Texto fornecido:
☆ ☆ ☆
Se ocorresse nos próximos 5 anos, os impactos económicos ultrapassariam os 3 triliões de dólares só no primeiro ano. Segundo o mercado de seguros e resseguros da Lloyd's of London, esses impactos dever-se-iam principalmente aos efeitos de condições meteorológicas e climáticas extremas, à redução do rendimento das colheitas e à instabilidade alimentar.
Grandes incertezas científicas
Embora os custos sejam enormes, existem grandes incertezas. A comunidade científica compreende os mecanismos básicos da influência do vulcanismo no clima, mas não os detalhes.
O dióxido de enxofre é expelido para a estratosfera, onde forma aerossóis de sulfato que refletem a radiação solar incidente e arrefecem a superfície da Terra. A magnitude do arrefecimento que ocorre depende do número, da distribuição vertical e da dimensão das partículas de aerossóis de sulfato.
☆ ☆ ☆
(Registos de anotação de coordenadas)
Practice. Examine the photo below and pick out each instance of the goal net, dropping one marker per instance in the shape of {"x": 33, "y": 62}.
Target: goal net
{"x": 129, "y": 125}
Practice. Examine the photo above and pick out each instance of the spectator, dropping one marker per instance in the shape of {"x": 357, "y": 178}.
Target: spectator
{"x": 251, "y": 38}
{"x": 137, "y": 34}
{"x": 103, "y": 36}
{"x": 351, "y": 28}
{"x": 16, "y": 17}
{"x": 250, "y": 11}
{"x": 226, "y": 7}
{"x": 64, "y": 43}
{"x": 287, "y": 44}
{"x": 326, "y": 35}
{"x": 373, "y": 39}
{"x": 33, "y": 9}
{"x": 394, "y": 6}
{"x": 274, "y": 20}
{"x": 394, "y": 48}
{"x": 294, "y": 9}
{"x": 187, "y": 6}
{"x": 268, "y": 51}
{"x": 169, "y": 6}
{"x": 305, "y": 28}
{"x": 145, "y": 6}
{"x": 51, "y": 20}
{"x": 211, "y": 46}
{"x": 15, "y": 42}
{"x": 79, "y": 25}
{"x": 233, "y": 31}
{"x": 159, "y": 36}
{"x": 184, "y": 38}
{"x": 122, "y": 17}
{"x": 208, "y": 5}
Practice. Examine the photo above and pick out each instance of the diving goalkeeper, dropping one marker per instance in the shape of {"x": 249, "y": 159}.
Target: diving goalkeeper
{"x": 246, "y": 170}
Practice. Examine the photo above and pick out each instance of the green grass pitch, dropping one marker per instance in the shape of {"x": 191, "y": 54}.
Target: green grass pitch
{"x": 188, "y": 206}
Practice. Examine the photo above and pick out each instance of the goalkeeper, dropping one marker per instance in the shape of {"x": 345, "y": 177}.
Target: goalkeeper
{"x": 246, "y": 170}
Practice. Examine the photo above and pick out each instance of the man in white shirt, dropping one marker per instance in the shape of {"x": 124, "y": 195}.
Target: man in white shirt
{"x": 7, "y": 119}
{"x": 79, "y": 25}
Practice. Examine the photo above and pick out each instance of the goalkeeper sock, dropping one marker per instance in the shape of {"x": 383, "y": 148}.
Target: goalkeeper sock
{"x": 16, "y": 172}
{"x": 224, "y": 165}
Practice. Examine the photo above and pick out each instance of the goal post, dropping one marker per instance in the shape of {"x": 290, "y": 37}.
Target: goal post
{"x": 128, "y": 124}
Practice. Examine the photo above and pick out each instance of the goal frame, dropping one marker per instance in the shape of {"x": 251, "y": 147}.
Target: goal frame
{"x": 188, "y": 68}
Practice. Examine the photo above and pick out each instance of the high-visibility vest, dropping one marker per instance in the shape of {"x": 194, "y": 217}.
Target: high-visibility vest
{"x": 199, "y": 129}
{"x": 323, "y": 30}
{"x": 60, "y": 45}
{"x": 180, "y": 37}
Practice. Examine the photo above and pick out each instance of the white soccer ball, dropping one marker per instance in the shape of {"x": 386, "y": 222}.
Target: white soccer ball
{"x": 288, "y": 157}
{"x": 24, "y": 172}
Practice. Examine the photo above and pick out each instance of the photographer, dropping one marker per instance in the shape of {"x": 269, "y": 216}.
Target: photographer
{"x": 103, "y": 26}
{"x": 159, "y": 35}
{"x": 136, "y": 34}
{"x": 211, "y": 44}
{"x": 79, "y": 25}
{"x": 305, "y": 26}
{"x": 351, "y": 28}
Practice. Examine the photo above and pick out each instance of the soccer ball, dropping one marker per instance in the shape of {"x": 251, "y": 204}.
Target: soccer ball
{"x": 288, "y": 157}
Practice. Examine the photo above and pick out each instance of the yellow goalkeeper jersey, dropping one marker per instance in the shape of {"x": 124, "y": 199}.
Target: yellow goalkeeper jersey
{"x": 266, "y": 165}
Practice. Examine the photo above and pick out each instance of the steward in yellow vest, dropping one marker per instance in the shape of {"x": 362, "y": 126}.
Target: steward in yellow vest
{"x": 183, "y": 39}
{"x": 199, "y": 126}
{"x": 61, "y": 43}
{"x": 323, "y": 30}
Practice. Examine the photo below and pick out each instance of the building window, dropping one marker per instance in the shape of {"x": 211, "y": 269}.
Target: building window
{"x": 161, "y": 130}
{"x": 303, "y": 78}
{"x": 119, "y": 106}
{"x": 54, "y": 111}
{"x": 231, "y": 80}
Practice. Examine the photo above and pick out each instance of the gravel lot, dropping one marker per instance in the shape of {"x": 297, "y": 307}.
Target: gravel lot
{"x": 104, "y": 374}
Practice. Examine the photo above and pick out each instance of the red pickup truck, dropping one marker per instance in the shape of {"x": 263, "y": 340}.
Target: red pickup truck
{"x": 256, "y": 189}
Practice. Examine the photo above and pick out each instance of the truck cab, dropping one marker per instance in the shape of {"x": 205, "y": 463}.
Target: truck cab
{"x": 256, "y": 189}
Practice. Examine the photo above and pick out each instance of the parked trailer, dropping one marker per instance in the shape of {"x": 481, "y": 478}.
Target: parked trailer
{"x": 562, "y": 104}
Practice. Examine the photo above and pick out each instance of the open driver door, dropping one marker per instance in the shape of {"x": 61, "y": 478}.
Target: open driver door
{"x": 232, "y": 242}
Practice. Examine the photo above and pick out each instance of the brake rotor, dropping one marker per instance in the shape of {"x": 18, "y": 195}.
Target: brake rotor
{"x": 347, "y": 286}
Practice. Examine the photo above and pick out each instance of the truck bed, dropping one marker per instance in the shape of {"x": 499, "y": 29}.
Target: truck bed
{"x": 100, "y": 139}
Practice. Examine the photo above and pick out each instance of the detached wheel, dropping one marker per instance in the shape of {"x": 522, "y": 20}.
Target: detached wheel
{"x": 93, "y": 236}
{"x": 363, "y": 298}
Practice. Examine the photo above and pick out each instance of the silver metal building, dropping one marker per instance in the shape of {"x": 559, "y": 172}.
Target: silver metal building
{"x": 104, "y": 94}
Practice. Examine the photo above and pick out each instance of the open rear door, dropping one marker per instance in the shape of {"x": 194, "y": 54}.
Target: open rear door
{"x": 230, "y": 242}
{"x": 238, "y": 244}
☆ ☆ ☆
Tarefas propostas:
1) Reescreva o trecho do texto sobre vulcanismo e clima entre "O dióxido de" e "aerossóis de sulfato.", inclusive, trocando "estratosfera" por "atmosfera superior".
2) Responda com base no texto sobre vulcanismo e clima:
(a) Que valor ultrapassariam os impactos económicos só no primeiro ano?
(b) Para onde é expelido o dióxido de enxofre?
(c) De que depende a magnitude do arrefecimento?
Os itens não fazem falta para nenhuma das tarefas.

Respostas por tarefa:
1)
O dióxido de enxofre é expelido para a atmosfera superior, onde forma aerossóis de sulfato que refletem a radiação solar incidente e arrefecem a superfície da Terra. A magnitude do arrefecimento que ocorre depende do número, da distribuição vertical e da dimensão das partículas de aerossóis de sulfato.

2)
(a) 3 triliões de dólares.
(b) Para a estratosfera.
(c) Do número, da distribuição vertical e da dimensão das partículas de aerossóis de sulfato.